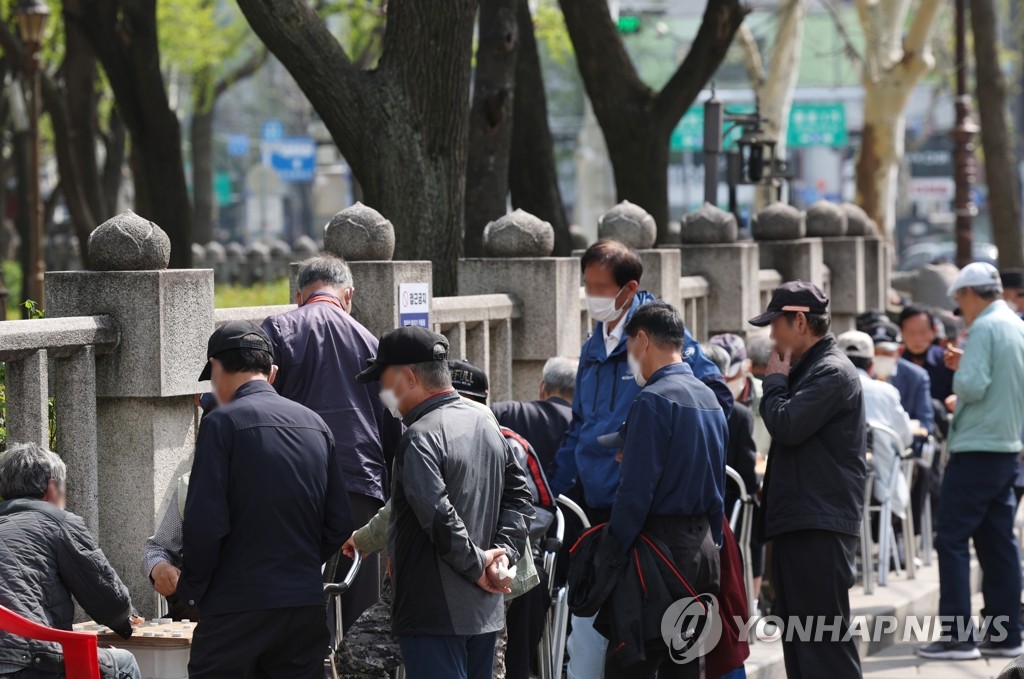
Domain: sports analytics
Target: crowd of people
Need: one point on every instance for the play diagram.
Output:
(318, 441)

···

▶ _WHAT YOU NEED TO DO_: The required output is the line containing "Need: one point" through the last line of the records above, each copied exactly and nothing more.

▶ _EXERCISE RESPONSE_:
Need: one point on every instance for the play diagram.
Output:
(318, 441)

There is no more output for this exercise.